To do —
The answer must restate every record word for word.
BEGIN Available records
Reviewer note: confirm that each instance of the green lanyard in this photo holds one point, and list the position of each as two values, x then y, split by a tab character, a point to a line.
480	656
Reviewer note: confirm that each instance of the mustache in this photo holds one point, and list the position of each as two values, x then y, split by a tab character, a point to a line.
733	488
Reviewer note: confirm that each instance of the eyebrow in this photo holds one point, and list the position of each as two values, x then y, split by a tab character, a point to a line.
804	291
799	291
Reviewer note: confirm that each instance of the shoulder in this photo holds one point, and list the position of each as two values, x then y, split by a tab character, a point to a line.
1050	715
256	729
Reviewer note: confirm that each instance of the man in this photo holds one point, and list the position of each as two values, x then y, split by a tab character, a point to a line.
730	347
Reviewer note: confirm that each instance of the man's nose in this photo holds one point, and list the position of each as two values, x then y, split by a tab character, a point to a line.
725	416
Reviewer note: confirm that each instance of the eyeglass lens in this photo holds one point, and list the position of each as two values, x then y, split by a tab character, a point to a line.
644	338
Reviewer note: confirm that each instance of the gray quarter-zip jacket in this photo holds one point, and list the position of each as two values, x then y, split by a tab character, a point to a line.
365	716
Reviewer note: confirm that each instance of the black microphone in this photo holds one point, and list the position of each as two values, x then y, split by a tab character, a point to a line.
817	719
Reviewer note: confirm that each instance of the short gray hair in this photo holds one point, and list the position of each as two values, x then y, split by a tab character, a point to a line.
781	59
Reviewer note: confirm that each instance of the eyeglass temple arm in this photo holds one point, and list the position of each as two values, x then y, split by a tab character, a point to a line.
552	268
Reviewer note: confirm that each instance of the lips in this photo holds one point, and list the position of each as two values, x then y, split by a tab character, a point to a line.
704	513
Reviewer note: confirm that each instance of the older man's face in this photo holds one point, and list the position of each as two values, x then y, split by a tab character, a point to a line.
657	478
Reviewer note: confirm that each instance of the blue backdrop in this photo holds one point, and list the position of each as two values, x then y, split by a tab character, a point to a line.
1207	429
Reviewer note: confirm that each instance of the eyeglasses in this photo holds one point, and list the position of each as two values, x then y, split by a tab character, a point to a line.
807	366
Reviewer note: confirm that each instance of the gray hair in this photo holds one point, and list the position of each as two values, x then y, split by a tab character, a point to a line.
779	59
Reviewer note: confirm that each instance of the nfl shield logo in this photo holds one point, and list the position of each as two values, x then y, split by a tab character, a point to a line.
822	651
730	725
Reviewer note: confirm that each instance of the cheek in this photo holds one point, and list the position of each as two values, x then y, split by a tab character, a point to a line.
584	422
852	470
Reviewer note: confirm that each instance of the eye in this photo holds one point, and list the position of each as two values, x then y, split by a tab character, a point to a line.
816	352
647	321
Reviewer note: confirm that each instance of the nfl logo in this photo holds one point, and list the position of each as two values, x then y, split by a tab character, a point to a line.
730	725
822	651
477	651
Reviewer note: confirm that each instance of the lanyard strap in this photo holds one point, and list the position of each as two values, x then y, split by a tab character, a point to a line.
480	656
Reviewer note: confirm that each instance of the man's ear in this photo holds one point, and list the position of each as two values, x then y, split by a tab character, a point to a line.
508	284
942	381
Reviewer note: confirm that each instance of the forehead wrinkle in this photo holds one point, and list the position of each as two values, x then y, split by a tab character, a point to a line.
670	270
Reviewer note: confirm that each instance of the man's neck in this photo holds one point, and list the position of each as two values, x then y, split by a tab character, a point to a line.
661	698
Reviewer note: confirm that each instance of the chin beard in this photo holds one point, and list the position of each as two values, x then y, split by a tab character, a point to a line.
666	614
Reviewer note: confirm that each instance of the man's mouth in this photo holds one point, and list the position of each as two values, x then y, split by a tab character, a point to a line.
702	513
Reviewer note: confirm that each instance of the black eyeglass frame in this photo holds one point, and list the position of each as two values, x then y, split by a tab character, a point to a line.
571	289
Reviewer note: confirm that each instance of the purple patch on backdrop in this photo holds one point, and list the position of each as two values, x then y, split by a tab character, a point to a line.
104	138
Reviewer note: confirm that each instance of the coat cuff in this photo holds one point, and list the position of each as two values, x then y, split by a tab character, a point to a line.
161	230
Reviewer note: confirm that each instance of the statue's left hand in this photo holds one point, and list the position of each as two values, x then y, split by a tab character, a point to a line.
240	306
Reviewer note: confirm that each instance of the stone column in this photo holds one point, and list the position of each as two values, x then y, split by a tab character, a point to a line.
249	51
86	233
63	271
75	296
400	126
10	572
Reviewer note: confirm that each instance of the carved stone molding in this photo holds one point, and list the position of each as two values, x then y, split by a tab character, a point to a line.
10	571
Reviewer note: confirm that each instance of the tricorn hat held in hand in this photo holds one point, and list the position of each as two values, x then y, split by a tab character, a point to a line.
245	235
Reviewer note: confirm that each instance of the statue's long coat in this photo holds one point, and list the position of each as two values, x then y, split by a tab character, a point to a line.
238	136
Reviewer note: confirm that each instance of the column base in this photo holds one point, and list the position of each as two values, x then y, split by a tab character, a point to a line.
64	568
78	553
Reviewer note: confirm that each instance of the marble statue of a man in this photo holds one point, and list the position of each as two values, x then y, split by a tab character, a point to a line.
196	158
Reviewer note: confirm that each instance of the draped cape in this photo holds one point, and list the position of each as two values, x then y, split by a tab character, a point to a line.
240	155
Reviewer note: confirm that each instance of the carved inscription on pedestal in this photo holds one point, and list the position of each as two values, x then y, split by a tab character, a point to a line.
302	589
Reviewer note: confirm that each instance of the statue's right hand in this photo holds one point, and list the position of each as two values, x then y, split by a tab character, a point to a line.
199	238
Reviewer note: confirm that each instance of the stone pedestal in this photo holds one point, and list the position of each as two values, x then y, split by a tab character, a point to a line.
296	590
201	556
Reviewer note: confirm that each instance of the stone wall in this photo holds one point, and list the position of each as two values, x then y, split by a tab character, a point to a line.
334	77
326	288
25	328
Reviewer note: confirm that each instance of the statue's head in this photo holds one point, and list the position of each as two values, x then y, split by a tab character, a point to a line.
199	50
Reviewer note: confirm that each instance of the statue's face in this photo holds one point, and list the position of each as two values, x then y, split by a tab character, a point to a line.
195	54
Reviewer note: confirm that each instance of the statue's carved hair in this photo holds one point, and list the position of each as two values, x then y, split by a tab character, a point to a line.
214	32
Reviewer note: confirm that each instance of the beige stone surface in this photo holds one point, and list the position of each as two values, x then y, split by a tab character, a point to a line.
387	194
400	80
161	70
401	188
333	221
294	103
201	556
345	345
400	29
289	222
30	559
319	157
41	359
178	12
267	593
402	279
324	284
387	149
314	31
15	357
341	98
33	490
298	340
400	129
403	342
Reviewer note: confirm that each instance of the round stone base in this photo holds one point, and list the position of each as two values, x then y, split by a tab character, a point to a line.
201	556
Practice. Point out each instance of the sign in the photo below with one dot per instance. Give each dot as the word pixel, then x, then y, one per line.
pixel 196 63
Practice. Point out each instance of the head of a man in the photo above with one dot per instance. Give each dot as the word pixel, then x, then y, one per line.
END Available records
Solved problem —
Reviewer note: confirm that each instance of the green lanyard in this photo holds one point, and list the position of each as two values, x then y, split by a tab character, a point to a line.
480	656
Reviewer note: confirm that each instance of the mustache in this photo holds one point, and list the position of each as two values, x then y, split by a tab character, a point to a line.
733	488
Reviewer note: confirm that each instance of the eyebrow in this photo holds one point, and list the position of each as two values, x then y, split by a tab character, a point to a line.
804	291
799	291
Reviewer note: confirm that each instance of the shoulder in this photo holds one point, and list the position of each as two values, x then y, split by a tab character, a point to a line.
1050	715
256	729
Reviewer note: confirm that each instance of the man in this photo holds one point, and list the position of each as two values, x then y, split by a tab character, a point to a line.
730	347
Reviewer note: confirm that each instance of the man's nose in this photo holds one point, and list the position of each as two values, x then y, split by a tab character, a point to a line.
725	416
Reviewer note: confirm that each instance of the eyeglass lens in this photo holds one point, and list the position of each as two values, x then y, split by a tab character, a point to a line.
644	338
Reviewer note: confirm that each instance of the gray quarter-zip jacket in this photo holds one point, and list the position of each as two values, x then y, split by a tab character, a point to a line.
365	716
Reviewer note: confirm that each instance of the black microphone in this photo holds one point, and list the position of each as two values, x then y, split by a tab character, a point to a line.
817	719
Reviewer note: confirm that each instance of the short gray hair in this photo holds one point, and list the position of each as two values, x then y, split by a tab character, a point to a line.
781	59
Reviewer note: confirm that each instance of the eyeglass temple arm in this photo holds one point, and list the position of each as two values, x then y, split by a tab character, a point to a line.
552	268
Reviewer note: confirm that each instance of the lips in this photo holds one point, and list the position of each as two values, x then y, split by a tab character, a point to a line.
704	513
Reviewer note: confirm that each instance of the older man's face in this photo holds one point, and list the position of each as two values, x then y, split by a tab character, a point to a line.
657	478
Reviewer note: confirm that each instance of the blue backdrop in this photo holds one point, and list the position of each as two values, x then y, split by a tab character, a point to a line.
1207	429
Reviewer note: confirm that each instance of the eyeglasses in this photo holds one point, and list the position of each as two values, x then y, split by a tab character, a point to a line.
807	366
Reviewer note: confirm that each instance of the gray hair in this photo holds one point, and list the position of each as two values, x then y, split by a tab character, a point to a line.
779	59
Reviewer note: confirm that each instance of the nfl shield logo in this photo holds one point, and list the position of each as two values, x then y, split by a tab character, a point to a line.
822	651
730	725
Reviewer note: confirm that each instance of the cheek in this photo holds one point, and list the position of each as two values, x then y, split by a tab character, a point to a line.
584	422
852	470
Reviewer note: confirm that each instance of the eye in this photo holds one point, and list the position of each as two values, x then y, split by a tab character, a point to a line.
816	352
647	321
Reviewer note: confirm that each instance of the nfl logo in this photo holds one point, and list the position of each as two values, x then y, split by a tab character, a point to a line.
730	725
822	651
477	651
Reviewer note: confirm that each instance of the lanyard strap in this photo holds one point, and list the position of each as two values, x then y, split by a tab character, a point to a line.
480	656
Reviewer note: confirm that each instance of the man's ear in this photo holds one point, and list the position of each as two values, x then y, split by a tab character, a point to a line.
508	284
942	381
Reviewer note: confirm that each instance of the forehead wrinkle in this photo holds one point, and list the position of each as two values, x then y, split by a tab character, a point to a line.
670	270
Reviewer note: confirm that each instance of the man's neck in this photo holds one point, and list the position of each as two values, x then y, split by a tab character, a point to a line.
661	698
Reviewer note: confirm that each instance of the chin beard in this photo holds one point, and list the position of each as two values, x then y, split by a tab character, a point to a line.
666	614
Reviewer note: confirm that each instance of the man's mouth in this photo holds one point, and list the position of each as two values, x then y, split by a tab character, a point to a line.
702	513
Reviewer note: confirm that each instance of the black eyeglass frame in this photo holds one point, and list the position of each as two values, x then y, split by a tab character, a point to a line.
571	289
Reviewer note: confirm that each instance of the purple patch on backdrop in this photo holds one point, and list the position of each as two values, x then y, split by a tab character, a point to a line.
104	138
Reviewer note: confirm that each instance of the coat cuff in this photo holds one point, and list the position of each as two values, x then y, split by a tab character, a point to a line.
161	230
Reviewer note: confirm that each instance of the statue's left hand in this photo holds one point, and list the position of each as two values, x then y, split by a tab character, a point to a line.
240	306
Reviewer note: confirm that each instance of the stone column in this photo holds one point, and list the position of each as two values, x then y, split by a tab character, a point to a line.
249	51
86	233
63	271
75	296
400	126
10	572
Reviewer note: confirm that each instance of the carved stone molding in this photo holds one point, and list the position of each as two values, x then y, split by a tab character, a point to a line.
10	571
Reviewer note: confirm that each instance of the tricorn hat held in hand in this photo holds one point, and list the position of each as two values, x then y, split by a tab character, a point to a line.
245	235
Reviewer note: confirm that each instance of the statue's long coat in this photo holds one point, and list the position of each as two values, x then y, split by a tab character, a point to a line.
238	136
Reviewer note: confirm that each instance of the column base in this photo holds one point, and list the position of each as two values, x then y, split by a tab character, a point to a line.
64	568
78	553
Reviewer note: confirm that each instance of the marble statue of a man in this photo holds one point, and list the position of each as two values, x then y, split by a tab character, a point to a line.
196	158
Reviewer note: confirm that each instance of the draped cape in this photo holds one point, and list the position of each as two values, x then y, split by a tab character, a point to a line.
240	155
Reviewer note: confirm that each instance of the carved inscription on pedestal in this photo holds one point, and list the position of each as two values, x then y, split by a tab character, a point to a line.
302	589
Reviewer note: confirm that each instance of the statue's right hand in this photo holds one point, and list the position of each as two values, x then y, split by a tab character, a point to a line.
199	238
Reviewer note: confirm that each instance of the stone pedestal in this photo holds one point, and list the position of each as two values, x then y, split by a tab character, a point to a line.
296	590
201	556
Reviewer note: confirm that each instance of the stone wall in this photo holds one point, and list the position of each as two values, x then y, split by a tab character, a point to a line.
334	77
326	288
25	328
Reviewer note: confirm that each instance of the statue's head in this photo holds one point, and list the position of each as two values, x then y, split by a tab character, a point to a line.
199	50
Reviewer note: confirm that each instance of the statue's face in this photo holds one point, and list the position of each as two values, x then y, split by a tab character, a point to a line.
195	54
Reviewer note: confirm that each instance of the statue's carved hair in this photo holds one point, and list the position of each as two values, x then y, split by a tab character, a point to a line.
214	32
Reviewer note: confirm that each instance of the beige stone surface in this photo holds one point, and list the position of each as two values, x then y, split by a tab character, a point to a line.
387	194
400	80
161	70
401	188
333	221
294	103
201	556
345	345
400	29
289	222
30	559
319	157
41	359
178	12
267	593
402	279
324	284
387	149
314	31
15	357
341	98
33	490
298	340
400	129
403	342
Reviewer note: confirm that each instance of the round stone base in this photo holds one point, and list the position of each as two values, x then y, split by a tab character, a point to a line.
201	556
Practice. Point out each instance of the sign in the photo below with one dot per instance. Give each dot as the word pixel, then x, then y, one per line.
pixel 196 63
Practice. Point out each instance of the head of a man in the photo above with one dot per instance. Give each dot as the word pixel, then x, then y, one per line.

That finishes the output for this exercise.